**WORK REQUEST 1**. In the text on SMB security time, how many respondents took part in the Webroot survey?
**WORK REQUEST 2**. From the text on SMB security time, write out the part that opens with the words containing "That equates roughly" and closes with "time each month.".

**EXTRACTED TEXT**.
====================

IT security staff at small and midsize businesses (SMBs) spend 127 hours every month managing their on-premises security infrastructure, according to a new survey by Webroot.

That equates roughly to 16 eight-hour workdays devoted to tasks such as updating software and hardware, reimaging infected machines, managing end-user policies, and installing patches. Software and hardware updates, for example, take up more than 18 hours of IT personnel's time each month.

While the study included larger companies, too -- its 820 respondents worked for firms with 100 to 5,000 employees -- Webroot chief technology officer Gerhard Eschelbeck said that the numbers were consistent across organizational size. SMBs are spending as much time as larger companies managing their on-site security -- only with fewer people and less money. 

"Smaller companies usually have less IT resources and less resources dedicated to security, so it certainly becomes a double whammy for those organizations," Eshelbeck said in an interview. "An organization with a 100 people, by design has a smaller IT department, security department, than an organization with 1,000 people. Clearly from that perspective, it hits them doubly hard."

While SMBs might make less likely bulls-eyes for targeted attacks, the survey said that they deal with the same broader threat landscape -- such indiscriminately launched malware -- as big business and big government.

"The fact that they also are dealing with a similar amount of infections and time spent is clearly an indicator that smaller companies are impacted harder," Eshelbeck said.

====================

**DATASET**.
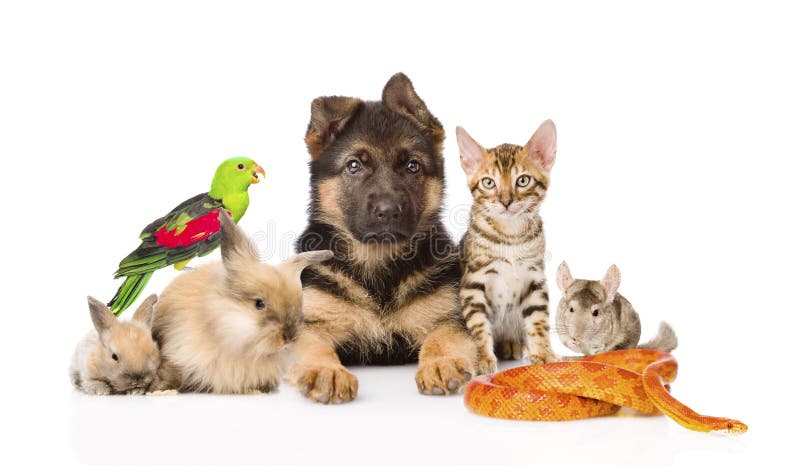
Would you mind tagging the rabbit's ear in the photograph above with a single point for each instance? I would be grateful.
(144, 314)
(102, 317)
(235, 245)
(564, 277)
(611, 282)
(295, 265)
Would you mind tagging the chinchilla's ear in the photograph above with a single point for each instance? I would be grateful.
(102, 317)
(295, 265)
(611, 282)
(542, 145)
(471, 152)
(564, 277)
(235, 245)
(144, 314)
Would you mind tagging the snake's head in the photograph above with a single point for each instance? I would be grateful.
(730, 426)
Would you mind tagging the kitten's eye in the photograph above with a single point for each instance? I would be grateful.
(353, 166)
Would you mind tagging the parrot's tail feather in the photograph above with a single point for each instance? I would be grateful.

====================

**TASK ANSWER 1**. 820 respondents.

**TASK ANSWER 2**.
That equates roughly to 16 eight-hour workdays devoted to tasks such as updating software and hardware, reimaging infected machines, managing end-user policies, and installing patches. Software and hardware updates, for example, take up more than 18 hours of IT personnel's time each month.